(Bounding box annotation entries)
* * * * * * * * *

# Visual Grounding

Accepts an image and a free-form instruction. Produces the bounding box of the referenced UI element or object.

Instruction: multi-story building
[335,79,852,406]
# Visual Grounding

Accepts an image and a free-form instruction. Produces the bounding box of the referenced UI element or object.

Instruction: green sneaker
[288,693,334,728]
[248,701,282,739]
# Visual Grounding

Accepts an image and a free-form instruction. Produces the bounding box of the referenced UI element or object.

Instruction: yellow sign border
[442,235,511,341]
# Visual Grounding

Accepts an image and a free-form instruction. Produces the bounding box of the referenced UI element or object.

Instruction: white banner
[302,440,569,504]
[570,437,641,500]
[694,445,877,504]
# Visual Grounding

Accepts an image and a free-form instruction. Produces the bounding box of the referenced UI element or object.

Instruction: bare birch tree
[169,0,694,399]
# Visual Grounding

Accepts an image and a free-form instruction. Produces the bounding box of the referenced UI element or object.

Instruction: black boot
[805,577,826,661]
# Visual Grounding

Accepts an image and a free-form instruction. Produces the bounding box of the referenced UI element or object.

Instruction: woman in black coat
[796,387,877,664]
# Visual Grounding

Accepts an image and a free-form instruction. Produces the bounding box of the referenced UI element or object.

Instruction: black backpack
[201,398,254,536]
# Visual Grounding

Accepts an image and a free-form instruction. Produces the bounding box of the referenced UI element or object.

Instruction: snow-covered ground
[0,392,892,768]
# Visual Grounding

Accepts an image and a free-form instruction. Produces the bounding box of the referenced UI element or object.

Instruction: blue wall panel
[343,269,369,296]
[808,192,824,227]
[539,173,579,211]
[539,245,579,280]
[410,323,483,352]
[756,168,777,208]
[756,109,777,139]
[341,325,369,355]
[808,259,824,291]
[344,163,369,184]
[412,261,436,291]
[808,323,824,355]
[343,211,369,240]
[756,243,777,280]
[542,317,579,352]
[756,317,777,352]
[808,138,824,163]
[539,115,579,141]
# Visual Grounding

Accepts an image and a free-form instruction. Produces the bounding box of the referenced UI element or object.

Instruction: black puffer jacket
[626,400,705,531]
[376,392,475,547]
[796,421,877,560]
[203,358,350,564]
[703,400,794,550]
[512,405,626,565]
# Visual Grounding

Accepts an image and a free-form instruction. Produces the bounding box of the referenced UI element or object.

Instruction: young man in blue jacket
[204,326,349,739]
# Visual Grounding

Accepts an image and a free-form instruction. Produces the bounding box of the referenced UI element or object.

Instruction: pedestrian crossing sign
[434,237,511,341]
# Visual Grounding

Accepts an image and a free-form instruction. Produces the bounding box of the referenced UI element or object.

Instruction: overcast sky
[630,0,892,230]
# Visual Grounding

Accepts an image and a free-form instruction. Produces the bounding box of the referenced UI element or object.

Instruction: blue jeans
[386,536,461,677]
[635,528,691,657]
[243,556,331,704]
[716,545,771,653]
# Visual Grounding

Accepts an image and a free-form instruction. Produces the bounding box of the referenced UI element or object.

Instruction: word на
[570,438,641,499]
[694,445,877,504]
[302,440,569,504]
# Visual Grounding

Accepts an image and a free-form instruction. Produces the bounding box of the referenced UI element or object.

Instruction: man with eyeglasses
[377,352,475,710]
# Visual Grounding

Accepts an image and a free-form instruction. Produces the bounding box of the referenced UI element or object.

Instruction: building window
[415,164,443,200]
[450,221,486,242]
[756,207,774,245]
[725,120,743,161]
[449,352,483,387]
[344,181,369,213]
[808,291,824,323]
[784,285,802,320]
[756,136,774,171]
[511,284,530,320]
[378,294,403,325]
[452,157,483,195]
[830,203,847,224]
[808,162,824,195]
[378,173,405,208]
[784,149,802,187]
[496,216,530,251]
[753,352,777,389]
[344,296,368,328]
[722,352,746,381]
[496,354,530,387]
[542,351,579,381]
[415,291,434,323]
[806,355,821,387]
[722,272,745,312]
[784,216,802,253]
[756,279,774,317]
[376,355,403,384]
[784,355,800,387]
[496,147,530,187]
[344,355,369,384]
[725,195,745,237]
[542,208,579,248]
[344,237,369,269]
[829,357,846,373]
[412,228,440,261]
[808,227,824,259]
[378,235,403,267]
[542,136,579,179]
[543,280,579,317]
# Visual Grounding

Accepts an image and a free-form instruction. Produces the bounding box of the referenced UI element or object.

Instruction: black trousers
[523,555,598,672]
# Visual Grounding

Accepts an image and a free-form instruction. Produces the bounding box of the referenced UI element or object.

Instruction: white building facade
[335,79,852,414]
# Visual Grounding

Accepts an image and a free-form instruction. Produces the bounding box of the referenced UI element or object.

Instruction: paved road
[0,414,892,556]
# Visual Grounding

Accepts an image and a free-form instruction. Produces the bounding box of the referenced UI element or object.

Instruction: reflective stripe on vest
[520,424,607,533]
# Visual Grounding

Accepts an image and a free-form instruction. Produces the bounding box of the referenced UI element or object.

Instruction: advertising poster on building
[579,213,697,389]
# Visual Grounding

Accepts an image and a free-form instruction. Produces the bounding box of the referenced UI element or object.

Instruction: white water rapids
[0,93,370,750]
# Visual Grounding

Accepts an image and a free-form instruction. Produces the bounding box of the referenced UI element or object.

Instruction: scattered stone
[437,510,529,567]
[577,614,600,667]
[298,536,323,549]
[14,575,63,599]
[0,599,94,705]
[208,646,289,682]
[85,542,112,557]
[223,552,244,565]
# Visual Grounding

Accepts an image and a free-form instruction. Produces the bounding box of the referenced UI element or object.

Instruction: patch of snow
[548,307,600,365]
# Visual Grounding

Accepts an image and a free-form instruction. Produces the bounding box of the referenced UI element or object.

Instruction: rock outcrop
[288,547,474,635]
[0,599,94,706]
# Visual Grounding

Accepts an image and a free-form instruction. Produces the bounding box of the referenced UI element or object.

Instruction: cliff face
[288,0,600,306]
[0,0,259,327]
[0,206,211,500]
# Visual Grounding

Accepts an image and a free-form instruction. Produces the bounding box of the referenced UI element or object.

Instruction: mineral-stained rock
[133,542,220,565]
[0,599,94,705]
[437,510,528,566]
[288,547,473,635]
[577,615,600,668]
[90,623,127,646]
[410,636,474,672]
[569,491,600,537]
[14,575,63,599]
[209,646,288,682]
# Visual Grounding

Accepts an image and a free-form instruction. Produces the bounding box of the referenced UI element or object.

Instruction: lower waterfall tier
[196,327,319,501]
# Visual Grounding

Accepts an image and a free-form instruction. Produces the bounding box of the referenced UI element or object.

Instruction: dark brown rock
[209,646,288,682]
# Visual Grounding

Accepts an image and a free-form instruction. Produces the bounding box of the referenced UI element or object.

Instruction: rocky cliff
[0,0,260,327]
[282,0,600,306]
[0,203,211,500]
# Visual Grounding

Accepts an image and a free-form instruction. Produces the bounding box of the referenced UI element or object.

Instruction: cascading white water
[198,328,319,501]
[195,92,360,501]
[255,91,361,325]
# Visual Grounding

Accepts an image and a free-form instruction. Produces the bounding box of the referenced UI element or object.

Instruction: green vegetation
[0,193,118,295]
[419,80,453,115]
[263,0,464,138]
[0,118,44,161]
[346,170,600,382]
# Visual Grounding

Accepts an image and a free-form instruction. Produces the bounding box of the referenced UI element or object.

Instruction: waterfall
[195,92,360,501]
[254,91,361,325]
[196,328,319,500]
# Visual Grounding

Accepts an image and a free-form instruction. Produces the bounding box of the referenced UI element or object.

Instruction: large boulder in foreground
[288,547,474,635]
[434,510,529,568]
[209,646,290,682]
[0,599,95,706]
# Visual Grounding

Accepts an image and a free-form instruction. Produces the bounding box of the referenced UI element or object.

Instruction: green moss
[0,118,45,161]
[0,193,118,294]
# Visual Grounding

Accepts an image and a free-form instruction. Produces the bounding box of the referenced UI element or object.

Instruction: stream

* * * * * * * * *

◆ **JOB**: Every line of the material must be returned exactly as it appears.

◆ **EXERCISE SOLUTION**:
# Visual Grounding

Accepts an image and a free-form instruction. Produces the bounding box of the referenced UI element or object.

Instruction: multi-story building
[335,79,852,406]
# Visual Grounding

Accepts an image and a free-form instruction. Produces the bounding box of the referenced UI element or object.

Instruction: green sneaker
[288,693,334,728]
[248,701,282,739]
# Visual Grounding

Accepts an image and a free-form instruction. Produces the bounding box of the referenced UI element or object.

Instruction: yellow sign border
[442,235,511,341]
# Visual Grounding

Accepts an image and a free-form instruction. Produces the bounding box of the referenced UI element or object.

Instruction: white banner
[302,440,569,504]
[570,437,641,500]
[694,445,877,504]
# Visual Grounding

Accepts an image and a free-form instruction. Produces the bounding box of the referenced UI element or object.

Instruction: bare birch tree
[169,0,694,399]
# Visual Grounding

Accepts an image and a free-form instruction. Produces the bounding box of the referenced UI element or object.

Instruction: black boot
[805,577,826,661]
# Visual Grounding

Accepts an image and a free-form instruction. Produces the bounding box of the referenced UI element or object.

Instruction: woman in black coat
[796,387,877,664]
# Visual Grounding

Accepts an image and a free-form instruction. Produces the bounding box of the referenced UI element or object.

Instruction: black backpack
[201,398,254,536]
# Visual Grounding

Accepts an image and a free-form instruction. Produces the bounding box of the referenced UI element or object.

Instruction: snow-covered ground
[0,392,892,768]
# Visual Grounding

Accepts an image and a free-form instruction. Produces the bounding box of the referenced UI element or object.

Instruction: blue wall panel
[343,269,369,296]
[808,192,824,227]
[539,173,579,211]
[539,245,579,280]
[410,323,483,352]
[756,168,777,208]
[756,109,777,139]
[341,325,369,355]
[808,259,824,291]
[344,163,369,184]
[412,261,436,291]
[808,323,824,355]
[343,211,369,240]
[756,243,777,280]
[542,317,579,352]
[756,317,777,352]
[808,138,824,163]
[539,115,579,141]
# Visual Grounding

Accepts an image and a free-form instruction. Produces the bounding box of the referenced UI element or object.

Instruction: black puffer jacket
[626,400,705,531]
[376,392,475,547]
[796,421,877,560]
[203,358,350,564]
[703,400,794,550]
[512,405,626,565]
# Visual Grounding

Accepts an image and a free-form instruction. Produces the bounding box of the referenced UI element or object.

Instruction: young man in blue jacket
[204,326,349,739]
# Visual Grounding

Accepts an image and a free-form instruction. Produces the bounding box of the referenced UI element or object.

Instruction: pedestrian crossing sign
[434,237,511,341]
# Visual Grounding

Accepts an image and a free-form instruction. Produces the bounding box of the referenced UI element or object.

Instruction: overcast sky
[630,0,892,230]
# Visual Grounding

Accepts an image and a free-form instruction. Produces the bounding box of the referenced UI element or object.

Instruction: blue jeans
[386,536,461,677]
[635,528,691,657]
[243,556,331,704]
[716,545,771,653]
# Visual Grounding

Accepts an image and a free-form instruction. Produces the bounding box of the referenced UI element or object.

Instruction: word на
[570,438,641,499]
[694,445,877,504]
[302,440,569,504]
# Visual Grounding

Accepts an image and a free-form instruction. Produces the bounding box of the referenced UI element or object.

Instruction: man with eyeglasses
[377,352,475,710]
# Visual Grounding

Accepts an image and a free-form instruction. Produces the bounding box of the referenced UI element or object.

Instruction: building window
[415,164,443,200]
[450,221,486,242]
[756,207,774,245]
[725,120,743,161]
[449,352,483,387]
[344,181,369,213]
[808,291,824,323]
[784,285,802,320]
[756,136,774,171]
[511,284,530,320]
[378,294,403,325]
[452,157,483,195]
[830,203,847,224]
[808,162,824,195]
[378,173,405,208]
[784,149,802,187]
[496,216,530,251]
[753,352,777,389]
[344,296,368,328]
[722,352,746,381]
[496,354,530,387]
[542,351,579,381]
[415,291,434,323]
[806,355,821,387]
[722,272,745,312]
[784,216,802,253]
[756,279,774,317]
[376,355,403,384]
[784,355,800,387]
[496,147,530,187]
[344,355,369,384]
[725,195,745,237]
[542,208,579,248]
[344,237,369,269]
[829,357,846,373]
[412,228,440,261]
[808,227,824,259]
[378,235,403,267]
[542,136,579,179]
[543,280,579,317]
# Visual Grounding

Accepts an image and a free-form instruction. Produces the bounding box of the referenced UI element or object.

Instruction: black trousers
[523,555,598,672]
# Visual Grounding

Accepts an image and a free-form instruction. Produces the bounding box of the referenced UI element or object.

Instruction: white building facade
[335,79,852,414]
# Visual Grounding

Accepts an image and a free-form instruction. Produces the bounding box of the referenced UI element or object.

Instruction: paved road
[0,414,892,556]
# Visual Grounding

Accepts an image and a free-form instruction. Produces the bounding box of the referenced UI element or object.

Instruction: reflective stripe on vest
[520,424,607,533]
# Visual Grounding

Accepts an image and a free-form instruction. Produces the bounding box of the referenced UI element or object.

Instruction: advertising poster on building
[579,213,697,389]
# Visual Grounding

Accepts an image and a free-form instruction. Produces the bounding box of the referenced UI element or object.

Instruction: white water rapids
[0,93,370,750]
# Visual Grounding

Accepts an image and a free-form instruction. Produces the bounding box of the referenced UI element or object.

Instruction: scattered stone
[437,510,529,567]
[577,614,600,667]
[298,536,323,549]
[14,575,63,599]
[0,599,94,705]
[208,646,289,682]
[85,542,112,557]
[223,552,244,565]
# Visual Grounding

Accepts an image and a free-form instruction. Produces the bounding box of the referenced UI element or object.

Instruction: patch of snow
[548,307,600,365]
# Visual Grounding

Accepts an image and a free-form instruction. Produces the bounding box of the referenced UI element or object.

Instruction: rock outcrop
[288,547,474,635]
[0,599,94,706]
# Visual Grounding

Accepts an image and a free-form instruction. Produces the bounding box of the referenced UI element or object.

Instruction: cliff face
[288,0,600,306]
[0,0,259,327]
[0,206,211,500]
# Visual Grounding

Accepts an image and a free-form instruction. Produces the bounding box of the referenced UI element or object.

Instruction: mineral-stained rock
[133,542,220,565]
[0,599,94,705]
[437,510,528,566]
[288,547,473,635]
[577,615,600,668]
[90,623,127,646]
[410,636,474,672]
[569,491,600,537]
[14,575,63,599]
[209,646,288,682]
# Visual Grounding

Accepts an image and a free-form instruction. Produces the bounding box of the referenced UI element or object.

Instruction: lower waterfall tier
[196,327,319,501]
# Visual Grounding

Accepts an image and a free-form instruction. Produces the bounding box of the referenced UI element or object.

Instruction: dark brown rock
[209,646,288,682]
# Visual Grounding

Accepts an image and a free-form instruction. Produces the bounding box of the referenced UI element or object.

Instruction: rocky cliff
[0,0,260,327]
[282,0,600,306]
[0,203,211,500]
# Visual Grounding

Accepts an image and a free-form instruction. Produces the bounding box of the referenced UI element or object.

Instruction: cascading white water
[198,328,319,501]
[195,92,360,501]
[255,91,361,325]
# Visual Grounding

Accepts an image and a free-form instruction. Produces the bounding box of the referenced UI element or object.

Instruction: green vegetation
[0,193,118,295]
[419,80,453,115]
[263,0,464,138]
[0,118,44,161]
[346,170,600,382]
# Visual Grounding

Accepts an image and a free-form instruction. Produces the bounding box of the referenced UI element or object.

Instruction: waterfall
[195,92,360,501]
[254,91,361,325]
[196,328,319,500]
# Visual Grounding

Accepts an image and a free-form instruction. Produces the bounding box of the referenced UI element or object.

Instruction: large boulder in foreground
[288,547,474,635]
[434,510,529,568]
[209,646,290,682]
[0,599,95,706]
# Visual Grounding

Accepts an image and a free-form instruction. Produces the bounding box of the referenced UI element or object.

Instruction: green moss
[0,118,45,161]
[0,193,118,294]
# Visual Grounding

Accepts an image and a free-form instruction. Produces the bounding box of the referenced UI element or object.

Instruction: stream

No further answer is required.